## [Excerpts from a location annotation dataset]
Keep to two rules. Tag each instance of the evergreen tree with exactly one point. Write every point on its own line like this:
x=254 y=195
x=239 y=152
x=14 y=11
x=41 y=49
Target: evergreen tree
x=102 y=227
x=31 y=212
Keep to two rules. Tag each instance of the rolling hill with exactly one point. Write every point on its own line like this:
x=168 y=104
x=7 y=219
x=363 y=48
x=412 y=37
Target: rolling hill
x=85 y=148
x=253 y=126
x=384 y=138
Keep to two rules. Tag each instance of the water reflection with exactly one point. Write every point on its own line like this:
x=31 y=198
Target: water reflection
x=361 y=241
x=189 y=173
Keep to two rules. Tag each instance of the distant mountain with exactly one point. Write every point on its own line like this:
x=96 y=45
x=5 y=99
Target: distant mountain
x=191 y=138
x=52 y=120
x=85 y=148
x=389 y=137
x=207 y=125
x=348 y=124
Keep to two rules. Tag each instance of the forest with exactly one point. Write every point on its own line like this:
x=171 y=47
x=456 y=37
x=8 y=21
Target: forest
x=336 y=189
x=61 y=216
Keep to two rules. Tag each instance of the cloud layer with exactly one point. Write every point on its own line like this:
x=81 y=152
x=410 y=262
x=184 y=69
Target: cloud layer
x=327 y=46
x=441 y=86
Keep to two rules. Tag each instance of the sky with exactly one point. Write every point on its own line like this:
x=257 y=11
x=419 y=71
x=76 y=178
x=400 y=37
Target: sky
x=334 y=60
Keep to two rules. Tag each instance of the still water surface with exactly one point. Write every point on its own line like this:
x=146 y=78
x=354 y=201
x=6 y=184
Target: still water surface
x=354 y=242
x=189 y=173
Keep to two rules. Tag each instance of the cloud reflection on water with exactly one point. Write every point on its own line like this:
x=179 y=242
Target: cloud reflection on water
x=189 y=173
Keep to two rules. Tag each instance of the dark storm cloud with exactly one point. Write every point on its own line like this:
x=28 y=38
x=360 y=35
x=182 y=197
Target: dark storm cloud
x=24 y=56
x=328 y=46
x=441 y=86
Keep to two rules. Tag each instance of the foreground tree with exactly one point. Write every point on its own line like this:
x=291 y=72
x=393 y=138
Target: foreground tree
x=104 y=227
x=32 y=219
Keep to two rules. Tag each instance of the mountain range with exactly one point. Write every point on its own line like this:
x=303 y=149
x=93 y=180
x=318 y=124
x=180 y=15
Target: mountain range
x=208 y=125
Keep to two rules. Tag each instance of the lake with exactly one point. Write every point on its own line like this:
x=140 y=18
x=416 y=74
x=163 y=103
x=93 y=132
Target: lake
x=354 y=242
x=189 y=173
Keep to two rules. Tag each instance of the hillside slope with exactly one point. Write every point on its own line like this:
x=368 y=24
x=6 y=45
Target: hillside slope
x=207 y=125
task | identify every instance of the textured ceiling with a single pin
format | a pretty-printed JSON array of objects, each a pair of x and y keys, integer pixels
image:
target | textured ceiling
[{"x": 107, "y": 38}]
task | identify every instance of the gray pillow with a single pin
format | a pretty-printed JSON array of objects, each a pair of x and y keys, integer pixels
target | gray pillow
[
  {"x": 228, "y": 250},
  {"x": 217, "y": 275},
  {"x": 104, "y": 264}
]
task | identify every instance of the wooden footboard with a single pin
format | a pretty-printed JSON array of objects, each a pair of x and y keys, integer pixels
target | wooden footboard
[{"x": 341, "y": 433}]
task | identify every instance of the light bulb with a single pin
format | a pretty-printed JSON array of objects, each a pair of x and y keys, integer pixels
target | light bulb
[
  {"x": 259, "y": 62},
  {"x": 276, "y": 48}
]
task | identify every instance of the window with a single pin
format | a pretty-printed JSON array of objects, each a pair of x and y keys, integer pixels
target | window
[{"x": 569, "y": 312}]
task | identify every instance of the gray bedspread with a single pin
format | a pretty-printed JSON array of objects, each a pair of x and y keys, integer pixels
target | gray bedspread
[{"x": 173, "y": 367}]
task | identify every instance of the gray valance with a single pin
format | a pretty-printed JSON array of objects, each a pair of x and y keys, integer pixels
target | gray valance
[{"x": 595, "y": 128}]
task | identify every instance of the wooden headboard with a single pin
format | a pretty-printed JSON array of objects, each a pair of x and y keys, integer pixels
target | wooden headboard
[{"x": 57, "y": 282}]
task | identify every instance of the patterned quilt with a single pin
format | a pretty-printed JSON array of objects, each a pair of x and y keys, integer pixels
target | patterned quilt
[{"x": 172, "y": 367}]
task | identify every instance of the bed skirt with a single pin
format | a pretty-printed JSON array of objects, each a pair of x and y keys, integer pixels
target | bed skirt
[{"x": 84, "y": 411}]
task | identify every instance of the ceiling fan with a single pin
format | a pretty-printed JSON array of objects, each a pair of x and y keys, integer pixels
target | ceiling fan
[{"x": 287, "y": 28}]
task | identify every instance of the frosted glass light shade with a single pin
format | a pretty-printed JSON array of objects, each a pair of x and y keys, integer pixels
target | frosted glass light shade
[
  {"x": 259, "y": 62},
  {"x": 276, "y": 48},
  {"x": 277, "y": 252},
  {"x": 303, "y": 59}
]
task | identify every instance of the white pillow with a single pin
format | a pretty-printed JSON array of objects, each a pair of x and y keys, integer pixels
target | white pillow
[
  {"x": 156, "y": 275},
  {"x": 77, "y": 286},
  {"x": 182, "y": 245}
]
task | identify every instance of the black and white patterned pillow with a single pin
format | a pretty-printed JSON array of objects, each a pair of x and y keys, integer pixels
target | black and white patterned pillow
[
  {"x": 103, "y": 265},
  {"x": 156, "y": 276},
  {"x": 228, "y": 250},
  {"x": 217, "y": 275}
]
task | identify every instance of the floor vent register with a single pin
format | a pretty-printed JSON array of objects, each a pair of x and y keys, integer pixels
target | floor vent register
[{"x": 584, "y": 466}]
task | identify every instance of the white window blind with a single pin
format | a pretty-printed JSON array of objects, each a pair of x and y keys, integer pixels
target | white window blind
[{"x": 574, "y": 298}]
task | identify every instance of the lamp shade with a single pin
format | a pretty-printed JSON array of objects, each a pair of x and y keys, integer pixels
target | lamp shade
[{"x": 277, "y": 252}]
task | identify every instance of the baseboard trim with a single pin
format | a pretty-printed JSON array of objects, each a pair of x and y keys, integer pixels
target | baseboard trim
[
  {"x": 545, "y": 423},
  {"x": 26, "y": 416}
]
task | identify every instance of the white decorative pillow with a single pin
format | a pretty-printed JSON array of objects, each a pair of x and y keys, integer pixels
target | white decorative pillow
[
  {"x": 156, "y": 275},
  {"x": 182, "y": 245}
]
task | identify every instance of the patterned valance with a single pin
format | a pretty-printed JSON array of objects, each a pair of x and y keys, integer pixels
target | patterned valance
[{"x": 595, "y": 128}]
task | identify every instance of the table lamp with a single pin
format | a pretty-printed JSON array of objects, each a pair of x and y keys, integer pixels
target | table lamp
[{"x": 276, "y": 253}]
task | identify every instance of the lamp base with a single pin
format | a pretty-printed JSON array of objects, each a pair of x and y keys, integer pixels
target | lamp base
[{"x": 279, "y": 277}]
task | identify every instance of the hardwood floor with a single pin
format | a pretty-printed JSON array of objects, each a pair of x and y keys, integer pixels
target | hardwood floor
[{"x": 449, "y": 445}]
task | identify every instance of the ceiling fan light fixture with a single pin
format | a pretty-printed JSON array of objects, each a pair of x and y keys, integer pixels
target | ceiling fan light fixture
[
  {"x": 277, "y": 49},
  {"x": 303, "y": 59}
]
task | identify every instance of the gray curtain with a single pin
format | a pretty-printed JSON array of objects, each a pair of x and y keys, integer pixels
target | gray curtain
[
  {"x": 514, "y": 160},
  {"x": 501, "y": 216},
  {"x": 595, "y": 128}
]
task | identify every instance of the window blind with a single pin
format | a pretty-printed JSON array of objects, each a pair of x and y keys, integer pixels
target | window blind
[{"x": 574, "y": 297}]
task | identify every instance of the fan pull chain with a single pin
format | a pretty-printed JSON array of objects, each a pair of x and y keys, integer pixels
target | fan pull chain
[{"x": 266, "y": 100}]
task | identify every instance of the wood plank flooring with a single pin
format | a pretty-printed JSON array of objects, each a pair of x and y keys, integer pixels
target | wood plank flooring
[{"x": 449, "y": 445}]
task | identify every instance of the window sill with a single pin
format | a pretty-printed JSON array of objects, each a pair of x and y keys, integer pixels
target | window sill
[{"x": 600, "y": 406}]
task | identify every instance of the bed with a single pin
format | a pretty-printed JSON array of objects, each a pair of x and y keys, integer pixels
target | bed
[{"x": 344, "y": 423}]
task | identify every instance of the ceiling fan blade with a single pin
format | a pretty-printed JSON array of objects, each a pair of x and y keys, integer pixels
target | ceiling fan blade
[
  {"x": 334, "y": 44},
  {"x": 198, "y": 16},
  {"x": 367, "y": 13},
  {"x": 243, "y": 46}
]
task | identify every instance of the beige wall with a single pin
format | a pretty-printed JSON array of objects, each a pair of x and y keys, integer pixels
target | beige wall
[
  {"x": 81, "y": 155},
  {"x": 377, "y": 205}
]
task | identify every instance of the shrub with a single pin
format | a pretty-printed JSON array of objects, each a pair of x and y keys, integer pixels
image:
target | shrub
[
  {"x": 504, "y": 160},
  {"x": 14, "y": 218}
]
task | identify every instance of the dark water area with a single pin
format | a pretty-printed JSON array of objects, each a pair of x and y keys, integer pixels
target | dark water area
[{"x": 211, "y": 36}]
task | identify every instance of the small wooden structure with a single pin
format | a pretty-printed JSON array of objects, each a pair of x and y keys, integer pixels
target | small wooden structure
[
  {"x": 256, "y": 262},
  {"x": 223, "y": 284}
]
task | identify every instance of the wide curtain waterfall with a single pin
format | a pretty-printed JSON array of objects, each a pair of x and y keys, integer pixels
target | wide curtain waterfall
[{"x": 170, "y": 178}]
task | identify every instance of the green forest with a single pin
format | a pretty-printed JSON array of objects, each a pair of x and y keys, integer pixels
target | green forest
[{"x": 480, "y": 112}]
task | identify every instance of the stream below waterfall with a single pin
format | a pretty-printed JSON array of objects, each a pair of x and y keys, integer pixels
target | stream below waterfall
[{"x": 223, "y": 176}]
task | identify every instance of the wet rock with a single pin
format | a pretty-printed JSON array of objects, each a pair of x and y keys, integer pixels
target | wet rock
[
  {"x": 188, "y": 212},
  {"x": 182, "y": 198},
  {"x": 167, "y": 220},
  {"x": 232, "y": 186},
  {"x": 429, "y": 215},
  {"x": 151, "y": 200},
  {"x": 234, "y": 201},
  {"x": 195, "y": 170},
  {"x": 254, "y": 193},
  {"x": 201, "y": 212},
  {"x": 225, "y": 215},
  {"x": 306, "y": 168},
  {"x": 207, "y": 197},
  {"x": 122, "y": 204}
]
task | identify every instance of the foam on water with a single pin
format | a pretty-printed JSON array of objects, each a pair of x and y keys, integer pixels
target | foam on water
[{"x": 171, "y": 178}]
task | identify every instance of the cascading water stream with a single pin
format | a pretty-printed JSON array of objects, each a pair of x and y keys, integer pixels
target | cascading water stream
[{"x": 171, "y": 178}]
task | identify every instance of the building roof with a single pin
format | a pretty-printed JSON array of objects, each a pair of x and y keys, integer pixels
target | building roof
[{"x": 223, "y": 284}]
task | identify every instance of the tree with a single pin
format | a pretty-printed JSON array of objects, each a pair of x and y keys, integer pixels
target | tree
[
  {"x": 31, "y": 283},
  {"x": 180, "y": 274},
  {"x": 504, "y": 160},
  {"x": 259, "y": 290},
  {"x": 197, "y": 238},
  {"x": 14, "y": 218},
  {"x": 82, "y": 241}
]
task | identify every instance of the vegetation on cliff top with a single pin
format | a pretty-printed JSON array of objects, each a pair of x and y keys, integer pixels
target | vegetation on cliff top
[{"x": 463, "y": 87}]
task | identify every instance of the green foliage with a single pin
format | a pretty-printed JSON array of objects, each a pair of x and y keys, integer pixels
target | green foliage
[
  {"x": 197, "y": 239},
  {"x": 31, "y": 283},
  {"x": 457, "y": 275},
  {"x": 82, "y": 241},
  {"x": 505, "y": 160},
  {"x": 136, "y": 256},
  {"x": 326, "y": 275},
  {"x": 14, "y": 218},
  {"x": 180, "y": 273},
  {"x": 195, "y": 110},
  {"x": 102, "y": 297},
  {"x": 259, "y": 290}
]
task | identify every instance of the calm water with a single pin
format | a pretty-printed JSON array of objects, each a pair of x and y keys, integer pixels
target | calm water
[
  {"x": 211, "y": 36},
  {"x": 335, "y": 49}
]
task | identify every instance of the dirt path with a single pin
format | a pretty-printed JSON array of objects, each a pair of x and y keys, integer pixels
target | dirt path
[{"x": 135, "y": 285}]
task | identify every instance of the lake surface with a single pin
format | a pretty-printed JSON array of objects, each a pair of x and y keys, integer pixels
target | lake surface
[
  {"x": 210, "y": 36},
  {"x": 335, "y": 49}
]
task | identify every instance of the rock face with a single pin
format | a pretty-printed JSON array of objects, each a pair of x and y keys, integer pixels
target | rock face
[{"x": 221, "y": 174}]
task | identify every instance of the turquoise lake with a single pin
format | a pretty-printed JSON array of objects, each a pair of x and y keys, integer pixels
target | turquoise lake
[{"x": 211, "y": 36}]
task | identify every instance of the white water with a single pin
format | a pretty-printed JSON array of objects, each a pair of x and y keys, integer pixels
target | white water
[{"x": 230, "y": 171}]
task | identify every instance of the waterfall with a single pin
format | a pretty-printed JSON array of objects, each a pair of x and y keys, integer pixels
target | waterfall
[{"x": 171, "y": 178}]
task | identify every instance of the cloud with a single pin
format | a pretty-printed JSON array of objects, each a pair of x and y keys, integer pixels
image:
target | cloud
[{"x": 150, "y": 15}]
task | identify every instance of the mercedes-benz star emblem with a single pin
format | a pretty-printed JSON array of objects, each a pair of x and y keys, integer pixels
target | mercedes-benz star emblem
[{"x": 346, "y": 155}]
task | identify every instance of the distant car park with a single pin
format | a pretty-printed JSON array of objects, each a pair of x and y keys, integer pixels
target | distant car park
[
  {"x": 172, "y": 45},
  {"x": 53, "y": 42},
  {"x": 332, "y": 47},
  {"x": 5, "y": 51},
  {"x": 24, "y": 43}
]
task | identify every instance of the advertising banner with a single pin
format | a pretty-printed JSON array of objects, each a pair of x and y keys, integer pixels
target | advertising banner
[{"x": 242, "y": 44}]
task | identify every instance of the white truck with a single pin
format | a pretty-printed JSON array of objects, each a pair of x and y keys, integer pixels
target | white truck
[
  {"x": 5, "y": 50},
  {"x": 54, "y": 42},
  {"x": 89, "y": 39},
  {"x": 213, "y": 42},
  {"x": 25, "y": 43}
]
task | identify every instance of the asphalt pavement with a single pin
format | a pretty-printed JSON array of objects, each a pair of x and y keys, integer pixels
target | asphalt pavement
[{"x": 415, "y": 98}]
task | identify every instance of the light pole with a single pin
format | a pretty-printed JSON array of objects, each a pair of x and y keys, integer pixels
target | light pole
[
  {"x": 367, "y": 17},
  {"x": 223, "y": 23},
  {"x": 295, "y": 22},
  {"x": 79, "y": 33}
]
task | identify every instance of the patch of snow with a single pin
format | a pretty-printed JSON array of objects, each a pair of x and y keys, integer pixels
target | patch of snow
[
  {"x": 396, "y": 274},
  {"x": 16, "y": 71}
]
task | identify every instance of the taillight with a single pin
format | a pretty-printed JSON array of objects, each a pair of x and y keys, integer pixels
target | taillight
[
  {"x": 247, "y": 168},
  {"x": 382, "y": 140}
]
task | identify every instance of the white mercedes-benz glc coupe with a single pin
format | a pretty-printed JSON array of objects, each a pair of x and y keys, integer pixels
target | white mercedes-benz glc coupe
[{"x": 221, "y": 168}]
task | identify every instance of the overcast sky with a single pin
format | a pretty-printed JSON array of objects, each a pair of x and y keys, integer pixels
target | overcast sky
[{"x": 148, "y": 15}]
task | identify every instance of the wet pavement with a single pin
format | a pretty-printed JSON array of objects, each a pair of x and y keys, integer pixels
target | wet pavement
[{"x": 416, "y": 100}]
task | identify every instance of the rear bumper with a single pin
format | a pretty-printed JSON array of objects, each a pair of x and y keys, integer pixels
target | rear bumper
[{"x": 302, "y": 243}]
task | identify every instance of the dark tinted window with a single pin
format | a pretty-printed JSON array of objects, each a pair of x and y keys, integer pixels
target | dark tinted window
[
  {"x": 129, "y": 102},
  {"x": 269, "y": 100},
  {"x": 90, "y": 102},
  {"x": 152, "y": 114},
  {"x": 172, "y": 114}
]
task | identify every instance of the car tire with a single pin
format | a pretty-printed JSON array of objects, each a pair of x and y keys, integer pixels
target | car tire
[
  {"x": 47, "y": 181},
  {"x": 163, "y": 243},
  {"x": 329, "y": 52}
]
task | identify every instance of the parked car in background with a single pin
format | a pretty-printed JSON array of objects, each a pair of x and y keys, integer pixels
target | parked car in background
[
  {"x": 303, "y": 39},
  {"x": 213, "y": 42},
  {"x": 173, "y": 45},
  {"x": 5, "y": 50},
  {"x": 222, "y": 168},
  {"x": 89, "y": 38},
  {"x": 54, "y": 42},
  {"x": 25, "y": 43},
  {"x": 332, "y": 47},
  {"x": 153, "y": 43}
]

## [AIM]
Output the records as a numbered list, starting at the first line and ending at the line that contains "x=384 y=138", with both of those lines included and blank lines omitted.

## [COMPLETED EXERCISE]
1. Keep to two rules. Tag each instance of the evergreen tree with exactly one point. Write every point on its own line like this:
2. x=254 y=195
3. x=239 y=152
4. x=14 y=11
5. x=41 y=49
6. Target: evergreen tree
7. x=102 y=227
8. x=31 y=212
9. Keep to two rules. Tag each instance of the rolling hill with exactly one point. Write every point on its own line like this:
10. x=168 y=104
11. x=7 y=219
12. x=363 y=48
13. x=412 y=37
14. Target: rolling hill
15. x=85 y=148
16. x=253 y=126
17. x=384 y=138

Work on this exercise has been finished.